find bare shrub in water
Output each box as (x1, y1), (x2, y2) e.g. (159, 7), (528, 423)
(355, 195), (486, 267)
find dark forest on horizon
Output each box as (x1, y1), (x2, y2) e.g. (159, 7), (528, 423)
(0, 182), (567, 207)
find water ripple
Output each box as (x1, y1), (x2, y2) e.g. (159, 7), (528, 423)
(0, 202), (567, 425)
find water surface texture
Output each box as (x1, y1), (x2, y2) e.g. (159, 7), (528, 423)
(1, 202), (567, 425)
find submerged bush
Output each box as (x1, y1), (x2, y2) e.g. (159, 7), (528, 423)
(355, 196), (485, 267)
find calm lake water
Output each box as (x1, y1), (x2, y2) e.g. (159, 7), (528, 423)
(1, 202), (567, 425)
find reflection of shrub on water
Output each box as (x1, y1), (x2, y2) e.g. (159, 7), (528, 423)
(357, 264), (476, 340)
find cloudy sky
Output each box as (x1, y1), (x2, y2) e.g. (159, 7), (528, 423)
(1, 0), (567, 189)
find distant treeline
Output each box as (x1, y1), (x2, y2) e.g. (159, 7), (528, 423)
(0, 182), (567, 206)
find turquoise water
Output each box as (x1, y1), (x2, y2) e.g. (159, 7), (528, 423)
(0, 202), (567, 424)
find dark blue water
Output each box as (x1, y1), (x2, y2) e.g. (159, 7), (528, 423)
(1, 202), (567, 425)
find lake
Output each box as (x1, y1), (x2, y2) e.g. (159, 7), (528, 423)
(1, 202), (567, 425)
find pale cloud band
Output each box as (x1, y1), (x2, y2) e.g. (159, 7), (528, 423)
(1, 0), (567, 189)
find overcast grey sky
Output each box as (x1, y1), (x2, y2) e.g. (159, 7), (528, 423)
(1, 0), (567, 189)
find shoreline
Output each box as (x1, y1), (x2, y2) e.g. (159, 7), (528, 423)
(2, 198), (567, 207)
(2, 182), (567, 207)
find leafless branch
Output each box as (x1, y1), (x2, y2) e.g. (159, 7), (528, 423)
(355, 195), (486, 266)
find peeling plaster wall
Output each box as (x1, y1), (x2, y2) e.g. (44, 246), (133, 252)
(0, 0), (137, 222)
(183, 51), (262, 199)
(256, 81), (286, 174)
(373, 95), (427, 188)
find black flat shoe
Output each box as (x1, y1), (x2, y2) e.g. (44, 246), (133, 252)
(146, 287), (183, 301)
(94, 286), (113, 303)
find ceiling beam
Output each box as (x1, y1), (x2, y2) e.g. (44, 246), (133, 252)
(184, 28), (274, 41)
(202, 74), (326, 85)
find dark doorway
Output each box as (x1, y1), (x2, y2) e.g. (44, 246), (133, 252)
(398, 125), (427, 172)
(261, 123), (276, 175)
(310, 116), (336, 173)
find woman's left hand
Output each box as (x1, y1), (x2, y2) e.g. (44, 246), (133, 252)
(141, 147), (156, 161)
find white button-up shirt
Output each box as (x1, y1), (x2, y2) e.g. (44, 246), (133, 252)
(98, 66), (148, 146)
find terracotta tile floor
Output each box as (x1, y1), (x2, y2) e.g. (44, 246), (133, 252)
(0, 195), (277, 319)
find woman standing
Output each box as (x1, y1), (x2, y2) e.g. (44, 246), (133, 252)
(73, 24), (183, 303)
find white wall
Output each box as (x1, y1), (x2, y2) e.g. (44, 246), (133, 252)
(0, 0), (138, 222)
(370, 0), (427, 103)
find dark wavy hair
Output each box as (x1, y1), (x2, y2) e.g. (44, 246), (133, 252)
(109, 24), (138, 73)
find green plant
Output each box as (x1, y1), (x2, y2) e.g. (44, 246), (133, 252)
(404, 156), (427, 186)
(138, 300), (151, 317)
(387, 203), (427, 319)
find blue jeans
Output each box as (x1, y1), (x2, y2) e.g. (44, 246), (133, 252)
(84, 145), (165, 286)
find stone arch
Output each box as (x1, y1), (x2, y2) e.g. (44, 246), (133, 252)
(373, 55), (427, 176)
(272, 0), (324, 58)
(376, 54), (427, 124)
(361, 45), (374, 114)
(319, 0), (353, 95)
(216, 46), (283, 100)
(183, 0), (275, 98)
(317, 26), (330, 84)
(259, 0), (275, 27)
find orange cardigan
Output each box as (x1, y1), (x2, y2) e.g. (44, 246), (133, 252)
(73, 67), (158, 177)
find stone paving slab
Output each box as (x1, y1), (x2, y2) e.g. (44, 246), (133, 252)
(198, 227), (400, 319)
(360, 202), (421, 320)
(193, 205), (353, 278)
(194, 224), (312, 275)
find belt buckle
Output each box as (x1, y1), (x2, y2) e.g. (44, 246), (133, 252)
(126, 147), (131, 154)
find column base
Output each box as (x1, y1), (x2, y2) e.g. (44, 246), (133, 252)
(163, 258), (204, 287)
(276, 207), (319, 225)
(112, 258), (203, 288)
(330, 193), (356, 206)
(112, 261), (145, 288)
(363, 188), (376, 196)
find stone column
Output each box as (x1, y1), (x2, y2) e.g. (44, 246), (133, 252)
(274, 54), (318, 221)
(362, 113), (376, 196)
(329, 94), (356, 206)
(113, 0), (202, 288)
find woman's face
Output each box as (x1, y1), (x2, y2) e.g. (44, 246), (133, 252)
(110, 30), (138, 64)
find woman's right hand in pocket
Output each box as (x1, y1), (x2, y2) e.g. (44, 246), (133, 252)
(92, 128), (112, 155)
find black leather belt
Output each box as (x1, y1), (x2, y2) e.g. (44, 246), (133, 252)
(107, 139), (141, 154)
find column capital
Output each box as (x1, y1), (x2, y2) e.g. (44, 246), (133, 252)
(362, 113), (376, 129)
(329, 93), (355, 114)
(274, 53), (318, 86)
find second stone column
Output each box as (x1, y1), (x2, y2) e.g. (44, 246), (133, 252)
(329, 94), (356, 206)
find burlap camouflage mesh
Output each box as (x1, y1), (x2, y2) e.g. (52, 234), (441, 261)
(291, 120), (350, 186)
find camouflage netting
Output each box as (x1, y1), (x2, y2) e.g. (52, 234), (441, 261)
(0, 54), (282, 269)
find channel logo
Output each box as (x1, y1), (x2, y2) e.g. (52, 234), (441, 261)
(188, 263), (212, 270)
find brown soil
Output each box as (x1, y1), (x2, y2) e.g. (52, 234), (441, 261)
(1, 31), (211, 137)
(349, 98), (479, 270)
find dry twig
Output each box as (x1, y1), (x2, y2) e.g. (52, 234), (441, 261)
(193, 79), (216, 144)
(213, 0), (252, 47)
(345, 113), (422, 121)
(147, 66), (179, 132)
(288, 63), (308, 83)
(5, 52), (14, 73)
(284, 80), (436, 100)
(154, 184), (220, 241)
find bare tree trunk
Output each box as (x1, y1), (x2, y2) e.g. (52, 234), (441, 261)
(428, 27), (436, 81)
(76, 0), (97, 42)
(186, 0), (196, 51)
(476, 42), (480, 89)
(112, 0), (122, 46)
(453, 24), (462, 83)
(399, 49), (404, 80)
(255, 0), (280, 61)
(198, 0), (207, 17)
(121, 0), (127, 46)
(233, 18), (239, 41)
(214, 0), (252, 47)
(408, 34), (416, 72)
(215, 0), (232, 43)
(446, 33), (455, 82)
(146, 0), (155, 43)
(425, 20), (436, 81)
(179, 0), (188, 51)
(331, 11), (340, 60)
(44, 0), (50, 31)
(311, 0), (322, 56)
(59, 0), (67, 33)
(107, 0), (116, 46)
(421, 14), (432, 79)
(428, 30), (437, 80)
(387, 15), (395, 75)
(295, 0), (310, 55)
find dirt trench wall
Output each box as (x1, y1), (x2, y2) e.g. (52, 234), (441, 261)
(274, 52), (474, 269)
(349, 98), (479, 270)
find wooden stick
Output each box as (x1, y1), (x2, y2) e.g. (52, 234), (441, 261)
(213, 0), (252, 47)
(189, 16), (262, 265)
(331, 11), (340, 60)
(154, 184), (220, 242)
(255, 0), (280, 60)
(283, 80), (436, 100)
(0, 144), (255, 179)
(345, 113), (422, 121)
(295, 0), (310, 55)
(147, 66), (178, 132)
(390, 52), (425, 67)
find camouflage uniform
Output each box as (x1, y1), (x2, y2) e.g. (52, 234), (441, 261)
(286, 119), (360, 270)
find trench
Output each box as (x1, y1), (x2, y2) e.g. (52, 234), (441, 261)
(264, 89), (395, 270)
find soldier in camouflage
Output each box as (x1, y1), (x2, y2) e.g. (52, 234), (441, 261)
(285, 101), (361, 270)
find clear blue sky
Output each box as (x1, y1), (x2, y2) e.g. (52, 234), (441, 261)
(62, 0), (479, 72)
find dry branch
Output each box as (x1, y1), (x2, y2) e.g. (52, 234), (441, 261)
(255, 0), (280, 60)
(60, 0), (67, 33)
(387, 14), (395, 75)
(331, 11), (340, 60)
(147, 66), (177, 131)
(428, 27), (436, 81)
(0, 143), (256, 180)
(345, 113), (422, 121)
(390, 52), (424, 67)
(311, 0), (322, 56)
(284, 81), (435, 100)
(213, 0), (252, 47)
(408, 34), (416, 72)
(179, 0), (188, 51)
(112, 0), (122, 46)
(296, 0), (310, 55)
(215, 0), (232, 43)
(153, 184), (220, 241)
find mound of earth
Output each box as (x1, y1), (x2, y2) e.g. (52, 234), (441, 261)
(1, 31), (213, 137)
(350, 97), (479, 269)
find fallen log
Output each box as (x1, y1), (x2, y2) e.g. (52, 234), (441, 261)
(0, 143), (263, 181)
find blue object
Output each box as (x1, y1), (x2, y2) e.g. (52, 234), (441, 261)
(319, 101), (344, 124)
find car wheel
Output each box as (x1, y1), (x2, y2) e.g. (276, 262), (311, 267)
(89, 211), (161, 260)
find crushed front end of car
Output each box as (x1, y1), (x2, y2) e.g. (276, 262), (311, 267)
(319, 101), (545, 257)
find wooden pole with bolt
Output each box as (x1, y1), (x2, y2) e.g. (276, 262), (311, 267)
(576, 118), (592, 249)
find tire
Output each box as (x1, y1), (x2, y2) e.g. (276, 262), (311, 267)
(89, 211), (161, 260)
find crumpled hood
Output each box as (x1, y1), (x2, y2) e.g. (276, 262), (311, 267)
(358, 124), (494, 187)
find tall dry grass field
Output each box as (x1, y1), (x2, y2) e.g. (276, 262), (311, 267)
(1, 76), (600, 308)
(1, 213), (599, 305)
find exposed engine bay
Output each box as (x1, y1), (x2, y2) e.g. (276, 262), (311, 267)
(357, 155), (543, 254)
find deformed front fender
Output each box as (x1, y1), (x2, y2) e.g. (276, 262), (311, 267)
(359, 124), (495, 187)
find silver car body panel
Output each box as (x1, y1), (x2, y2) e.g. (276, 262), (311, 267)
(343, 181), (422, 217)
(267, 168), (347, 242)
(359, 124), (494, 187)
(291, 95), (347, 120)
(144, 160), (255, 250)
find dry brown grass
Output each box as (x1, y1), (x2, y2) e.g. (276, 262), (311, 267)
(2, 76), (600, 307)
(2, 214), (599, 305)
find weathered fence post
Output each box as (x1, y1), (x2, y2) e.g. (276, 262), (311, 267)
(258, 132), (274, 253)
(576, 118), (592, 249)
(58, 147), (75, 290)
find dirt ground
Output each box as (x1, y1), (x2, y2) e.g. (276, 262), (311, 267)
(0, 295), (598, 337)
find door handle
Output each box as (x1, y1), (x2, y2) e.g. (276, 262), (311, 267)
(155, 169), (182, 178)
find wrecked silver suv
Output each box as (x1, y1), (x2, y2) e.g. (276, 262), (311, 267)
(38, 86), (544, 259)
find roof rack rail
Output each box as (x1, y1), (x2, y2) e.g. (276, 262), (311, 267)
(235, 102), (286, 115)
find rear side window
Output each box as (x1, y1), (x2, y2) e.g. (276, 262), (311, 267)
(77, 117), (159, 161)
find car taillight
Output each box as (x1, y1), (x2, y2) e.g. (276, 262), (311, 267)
- - -
Please give back exactly the lines of this listing beginning at the line with "find overcast grey sky" and ending with the line with "find peeling plaster wall", both included, and nothing else.

__Result__.
find overcast grey sky
Output each box as (x1, y1), (x2, y2) e.g. (159, 7), (528, 423)
(1, 0), (567, 189)
find shoreline
Output each box as (x1, y1), (x2, y2) e.g. (159, 7), (528, 423)
(2, 198), (567, 207)
(2, 182), (567, 207)
find leafless branch
Output each box as (x1, y1), (x2, y2) e.g. (159, 7), (528, 423)
(355, 195), (486, 266)
find peeling plaster wall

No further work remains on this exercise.